TASK PROMPT - Emit only the lines from the line containing "point: human hand" through the last line of the entries, unchanged.
--- Start of EXCERPTED DATA ---
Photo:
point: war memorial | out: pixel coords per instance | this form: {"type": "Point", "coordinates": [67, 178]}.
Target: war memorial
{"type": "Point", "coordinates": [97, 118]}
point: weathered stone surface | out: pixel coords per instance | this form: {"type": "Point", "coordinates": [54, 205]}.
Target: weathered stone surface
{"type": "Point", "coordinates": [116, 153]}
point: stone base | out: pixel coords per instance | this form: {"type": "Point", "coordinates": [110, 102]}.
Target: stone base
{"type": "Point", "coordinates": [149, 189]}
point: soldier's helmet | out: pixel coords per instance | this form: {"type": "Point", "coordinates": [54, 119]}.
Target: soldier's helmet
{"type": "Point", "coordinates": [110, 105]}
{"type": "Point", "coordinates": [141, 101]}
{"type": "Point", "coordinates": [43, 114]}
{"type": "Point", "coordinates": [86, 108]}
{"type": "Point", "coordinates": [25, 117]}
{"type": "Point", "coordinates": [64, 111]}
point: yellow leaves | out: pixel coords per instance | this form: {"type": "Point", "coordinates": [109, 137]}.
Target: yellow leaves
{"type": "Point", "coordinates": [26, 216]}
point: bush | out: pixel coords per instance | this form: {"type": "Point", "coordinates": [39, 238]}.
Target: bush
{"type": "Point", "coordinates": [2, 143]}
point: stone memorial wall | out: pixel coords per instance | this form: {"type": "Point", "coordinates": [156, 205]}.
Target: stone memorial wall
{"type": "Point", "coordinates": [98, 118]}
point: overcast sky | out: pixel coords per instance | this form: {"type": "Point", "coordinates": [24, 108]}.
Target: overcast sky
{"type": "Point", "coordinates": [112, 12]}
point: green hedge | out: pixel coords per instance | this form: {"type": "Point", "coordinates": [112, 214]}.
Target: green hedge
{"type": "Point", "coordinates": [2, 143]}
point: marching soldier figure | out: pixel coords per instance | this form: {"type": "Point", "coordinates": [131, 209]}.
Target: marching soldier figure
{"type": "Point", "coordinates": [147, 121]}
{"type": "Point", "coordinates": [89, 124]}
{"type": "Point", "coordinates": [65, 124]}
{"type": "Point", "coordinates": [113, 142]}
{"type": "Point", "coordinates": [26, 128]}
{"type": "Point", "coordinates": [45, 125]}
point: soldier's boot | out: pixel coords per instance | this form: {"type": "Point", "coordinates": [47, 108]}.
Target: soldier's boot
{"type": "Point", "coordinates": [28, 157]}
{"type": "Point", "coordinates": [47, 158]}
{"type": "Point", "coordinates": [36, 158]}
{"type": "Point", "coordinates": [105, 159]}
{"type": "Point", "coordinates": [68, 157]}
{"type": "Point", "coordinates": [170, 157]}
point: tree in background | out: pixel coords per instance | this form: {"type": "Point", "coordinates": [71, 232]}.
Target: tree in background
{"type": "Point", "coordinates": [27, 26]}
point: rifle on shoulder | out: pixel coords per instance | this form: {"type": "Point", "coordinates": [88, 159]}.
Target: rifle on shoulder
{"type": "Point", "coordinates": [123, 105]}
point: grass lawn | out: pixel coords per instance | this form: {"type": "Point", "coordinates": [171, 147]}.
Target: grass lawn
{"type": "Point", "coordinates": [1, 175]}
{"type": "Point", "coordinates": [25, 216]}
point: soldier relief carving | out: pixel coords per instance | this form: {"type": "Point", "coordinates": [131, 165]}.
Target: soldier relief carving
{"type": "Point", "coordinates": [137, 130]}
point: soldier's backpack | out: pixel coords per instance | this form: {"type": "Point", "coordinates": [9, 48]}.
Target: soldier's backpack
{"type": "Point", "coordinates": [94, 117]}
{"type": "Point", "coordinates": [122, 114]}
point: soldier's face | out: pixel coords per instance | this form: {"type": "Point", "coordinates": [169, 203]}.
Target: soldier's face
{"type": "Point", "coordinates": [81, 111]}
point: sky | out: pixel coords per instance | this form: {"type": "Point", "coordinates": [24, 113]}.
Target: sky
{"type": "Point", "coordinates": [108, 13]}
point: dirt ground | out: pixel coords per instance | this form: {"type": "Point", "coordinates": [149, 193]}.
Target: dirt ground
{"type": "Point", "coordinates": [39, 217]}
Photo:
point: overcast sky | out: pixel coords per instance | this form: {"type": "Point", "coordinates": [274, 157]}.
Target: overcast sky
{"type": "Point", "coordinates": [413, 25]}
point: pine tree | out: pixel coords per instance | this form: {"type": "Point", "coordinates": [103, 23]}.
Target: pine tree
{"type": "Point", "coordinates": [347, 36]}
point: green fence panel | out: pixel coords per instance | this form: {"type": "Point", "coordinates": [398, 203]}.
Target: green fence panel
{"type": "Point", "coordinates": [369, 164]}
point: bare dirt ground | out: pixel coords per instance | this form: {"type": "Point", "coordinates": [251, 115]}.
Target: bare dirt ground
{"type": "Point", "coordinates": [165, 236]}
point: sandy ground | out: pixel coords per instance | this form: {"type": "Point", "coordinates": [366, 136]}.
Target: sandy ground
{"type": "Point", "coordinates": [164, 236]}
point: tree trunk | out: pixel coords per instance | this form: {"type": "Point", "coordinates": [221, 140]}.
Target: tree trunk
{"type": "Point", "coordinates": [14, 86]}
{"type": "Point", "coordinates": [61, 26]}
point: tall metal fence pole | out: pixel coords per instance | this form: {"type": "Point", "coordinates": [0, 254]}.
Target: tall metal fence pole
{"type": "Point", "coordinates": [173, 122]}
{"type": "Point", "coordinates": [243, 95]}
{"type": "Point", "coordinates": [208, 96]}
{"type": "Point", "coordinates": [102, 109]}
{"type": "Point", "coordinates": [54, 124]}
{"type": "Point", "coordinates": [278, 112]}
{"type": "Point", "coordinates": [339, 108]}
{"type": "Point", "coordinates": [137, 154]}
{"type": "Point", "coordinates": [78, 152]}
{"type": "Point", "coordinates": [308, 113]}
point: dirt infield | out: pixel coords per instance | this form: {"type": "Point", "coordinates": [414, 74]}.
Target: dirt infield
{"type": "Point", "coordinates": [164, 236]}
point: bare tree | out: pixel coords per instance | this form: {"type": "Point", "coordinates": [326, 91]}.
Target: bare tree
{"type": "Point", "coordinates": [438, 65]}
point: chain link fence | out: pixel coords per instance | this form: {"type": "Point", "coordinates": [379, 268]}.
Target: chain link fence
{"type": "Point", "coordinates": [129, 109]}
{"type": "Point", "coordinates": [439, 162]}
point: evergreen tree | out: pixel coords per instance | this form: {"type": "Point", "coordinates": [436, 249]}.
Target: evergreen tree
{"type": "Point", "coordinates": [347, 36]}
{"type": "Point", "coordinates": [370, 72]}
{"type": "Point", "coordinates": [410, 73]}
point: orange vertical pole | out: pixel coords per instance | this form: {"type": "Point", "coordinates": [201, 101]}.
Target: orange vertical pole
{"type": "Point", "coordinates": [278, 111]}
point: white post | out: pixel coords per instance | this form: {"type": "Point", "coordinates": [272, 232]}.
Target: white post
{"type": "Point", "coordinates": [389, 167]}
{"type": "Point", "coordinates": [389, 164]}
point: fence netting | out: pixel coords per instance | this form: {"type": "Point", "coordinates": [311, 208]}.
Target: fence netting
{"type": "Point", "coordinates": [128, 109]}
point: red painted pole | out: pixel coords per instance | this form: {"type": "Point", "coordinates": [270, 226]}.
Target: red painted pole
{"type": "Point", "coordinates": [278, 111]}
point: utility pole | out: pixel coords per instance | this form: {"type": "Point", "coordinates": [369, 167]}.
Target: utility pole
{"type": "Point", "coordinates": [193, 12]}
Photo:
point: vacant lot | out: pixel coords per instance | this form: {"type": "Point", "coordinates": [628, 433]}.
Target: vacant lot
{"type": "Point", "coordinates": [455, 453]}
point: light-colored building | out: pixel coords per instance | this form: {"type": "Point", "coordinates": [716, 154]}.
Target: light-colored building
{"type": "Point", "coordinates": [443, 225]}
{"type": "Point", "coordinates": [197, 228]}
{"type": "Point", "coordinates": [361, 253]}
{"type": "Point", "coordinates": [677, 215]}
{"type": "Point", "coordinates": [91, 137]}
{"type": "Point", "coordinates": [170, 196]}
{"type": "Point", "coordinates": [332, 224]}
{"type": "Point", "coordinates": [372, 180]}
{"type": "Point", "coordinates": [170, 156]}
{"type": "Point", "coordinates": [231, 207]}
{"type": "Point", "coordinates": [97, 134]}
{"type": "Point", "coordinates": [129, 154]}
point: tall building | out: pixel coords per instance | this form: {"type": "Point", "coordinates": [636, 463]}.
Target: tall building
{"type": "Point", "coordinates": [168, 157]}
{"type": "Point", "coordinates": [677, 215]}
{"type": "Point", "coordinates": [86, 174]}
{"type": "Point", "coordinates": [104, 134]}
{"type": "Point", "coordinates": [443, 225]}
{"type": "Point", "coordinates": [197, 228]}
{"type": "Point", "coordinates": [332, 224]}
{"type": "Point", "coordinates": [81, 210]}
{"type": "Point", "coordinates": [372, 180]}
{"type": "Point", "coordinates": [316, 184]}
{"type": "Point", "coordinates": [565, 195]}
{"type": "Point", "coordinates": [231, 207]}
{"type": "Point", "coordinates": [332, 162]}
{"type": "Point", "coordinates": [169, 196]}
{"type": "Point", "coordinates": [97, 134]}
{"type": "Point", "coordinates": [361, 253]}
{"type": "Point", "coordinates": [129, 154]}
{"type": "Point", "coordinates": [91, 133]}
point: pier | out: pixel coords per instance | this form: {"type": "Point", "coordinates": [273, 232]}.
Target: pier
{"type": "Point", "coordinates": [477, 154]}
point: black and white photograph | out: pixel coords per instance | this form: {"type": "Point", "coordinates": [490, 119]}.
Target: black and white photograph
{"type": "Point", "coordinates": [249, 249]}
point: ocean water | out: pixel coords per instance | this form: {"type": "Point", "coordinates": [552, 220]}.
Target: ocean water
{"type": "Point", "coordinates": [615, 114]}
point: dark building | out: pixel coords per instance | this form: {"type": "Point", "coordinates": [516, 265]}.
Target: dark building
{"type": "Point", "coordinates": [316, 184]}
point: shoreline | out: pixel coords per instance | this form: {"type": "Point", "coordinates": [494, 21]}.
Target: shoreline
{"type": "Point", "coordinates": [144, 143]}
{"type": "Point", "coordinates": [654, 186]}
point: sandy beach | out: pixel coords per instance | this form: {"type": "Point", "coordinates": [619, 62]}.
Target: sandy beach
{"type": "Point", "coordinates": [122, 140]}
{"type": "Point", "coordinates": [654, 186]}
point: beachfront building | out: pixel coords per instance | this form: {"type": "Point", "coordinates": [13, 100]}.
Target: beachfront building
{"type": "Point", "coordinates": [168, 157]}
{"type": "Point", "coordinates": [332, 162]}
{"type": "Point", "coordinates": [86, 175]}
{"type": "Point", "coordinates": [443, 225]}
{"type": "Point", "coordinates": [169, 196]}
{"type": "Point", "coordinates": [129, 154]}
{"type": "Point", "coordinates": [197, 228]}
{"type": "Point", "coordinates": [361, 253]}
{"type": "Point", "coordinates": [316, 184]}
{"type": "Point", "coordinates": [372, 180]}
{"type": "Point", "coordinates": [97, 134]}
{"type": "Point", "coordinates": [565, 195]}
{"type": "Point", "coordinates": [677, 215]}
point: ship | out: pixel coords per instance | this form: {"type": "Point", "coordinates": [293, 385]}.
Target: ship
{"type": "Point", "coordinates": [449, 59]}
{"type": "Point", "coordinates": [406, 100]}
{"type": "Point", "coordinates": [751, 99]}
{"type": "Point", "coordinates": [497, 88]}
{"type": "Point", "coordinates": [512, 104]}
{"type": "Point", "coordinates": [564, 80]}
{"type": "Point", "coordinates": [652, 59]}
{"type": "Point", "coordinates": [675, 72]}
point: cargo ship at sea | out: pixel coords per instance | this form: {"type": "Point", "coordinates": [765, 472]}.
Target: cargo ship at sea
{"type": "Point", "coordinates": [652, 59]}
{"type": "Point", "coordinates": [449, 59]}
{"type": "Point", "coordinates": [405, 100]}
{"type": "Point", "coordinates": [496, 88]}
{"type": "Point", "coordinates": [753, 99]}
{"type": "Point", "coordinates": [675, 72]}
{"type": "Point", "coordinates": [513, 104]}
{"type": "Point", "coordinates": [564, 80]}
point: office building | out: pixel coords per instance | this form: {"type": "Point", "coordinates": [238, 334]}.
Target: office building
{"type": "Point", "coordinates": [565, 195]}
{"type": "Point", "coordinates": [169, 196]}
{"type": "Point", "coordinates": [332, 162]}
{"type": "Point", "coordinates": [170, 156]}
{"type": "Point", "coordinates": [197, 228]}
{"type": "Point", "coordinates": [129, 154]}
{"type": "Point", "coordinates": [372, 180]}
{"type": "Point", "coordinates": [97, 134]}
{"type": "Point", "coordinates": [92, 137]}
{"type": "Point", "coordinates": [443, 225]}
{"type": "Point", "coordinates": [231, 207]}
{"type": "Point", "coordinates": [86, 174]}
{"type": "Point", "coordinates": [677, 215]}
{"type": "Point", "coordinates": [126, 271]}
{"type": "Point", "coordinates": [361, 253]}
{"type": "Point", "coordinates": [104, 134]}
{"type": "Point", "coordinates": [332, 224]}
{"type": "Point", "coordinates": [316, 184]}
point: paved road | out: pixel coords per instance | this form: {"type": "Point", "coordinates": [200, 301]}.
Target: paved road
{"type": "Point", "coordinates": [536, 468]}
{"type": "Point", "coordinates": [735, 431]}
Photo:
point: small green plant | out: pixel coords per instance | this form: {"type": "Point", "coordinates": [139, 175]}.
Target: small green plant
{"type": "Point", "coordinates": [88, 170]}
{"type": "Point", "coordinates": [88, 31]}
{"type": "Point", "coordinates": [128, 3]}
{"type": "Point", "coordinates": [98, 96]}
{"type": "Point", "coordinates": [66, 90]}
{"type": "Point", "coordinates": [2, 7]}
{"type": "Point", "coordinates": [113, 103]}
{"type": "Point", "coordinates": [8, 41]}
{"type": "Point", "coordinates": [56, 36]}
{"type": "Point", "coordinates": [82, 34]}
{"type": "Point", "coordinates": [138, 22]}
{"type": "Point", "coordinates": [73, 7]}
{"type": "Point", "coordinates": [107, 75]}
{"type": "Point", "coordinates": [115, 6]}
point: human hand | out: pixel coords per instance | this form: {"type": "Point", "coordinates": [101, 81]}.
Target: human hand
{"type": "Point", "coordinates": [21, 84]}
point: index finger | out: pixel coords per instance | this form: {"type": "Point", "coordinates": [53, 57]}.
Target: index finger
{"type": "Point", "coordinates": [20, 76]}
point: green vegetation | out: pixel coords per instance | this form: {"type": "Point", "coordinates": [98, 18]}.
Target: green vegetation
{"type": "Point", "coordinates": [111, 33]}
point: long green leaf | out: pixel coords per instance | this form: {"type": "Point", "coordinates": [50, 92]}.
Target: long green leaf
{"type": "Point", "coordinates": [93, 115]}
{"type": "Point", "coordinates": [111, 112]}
--- End of EXCERPTED DATA ---
FULL OUTPUT -
point: human hand | out: pixel coords per instance | this form: {"type": "Point", "coordinates": [101, 81]}.
Target: human hand
{"type": "Point", "coordinates": [21, 84]}
point: index finger | out: pixel coords per instance | this form: {"type": "Point", "coordinates": [53, 57]}.
Target: index finger
{"type": "Point", "coordinates": [20, 76]}
point: green vegetation | out: pixel coords per instance | this form: {"type": "Point", "coordinates": [98, 18]}.
Target: green vegetation
{"type": "Point", "coordinates": [111, 33]}
point: long green leaf | out: pixel coords per instance | this form: {"type": "Point", "coordinates": [50, 92]}.
Target: long green leaf
{"type": "Point", "coordinates": [93, 115]}
{"type": "Point", "coordinates": [111, 112]}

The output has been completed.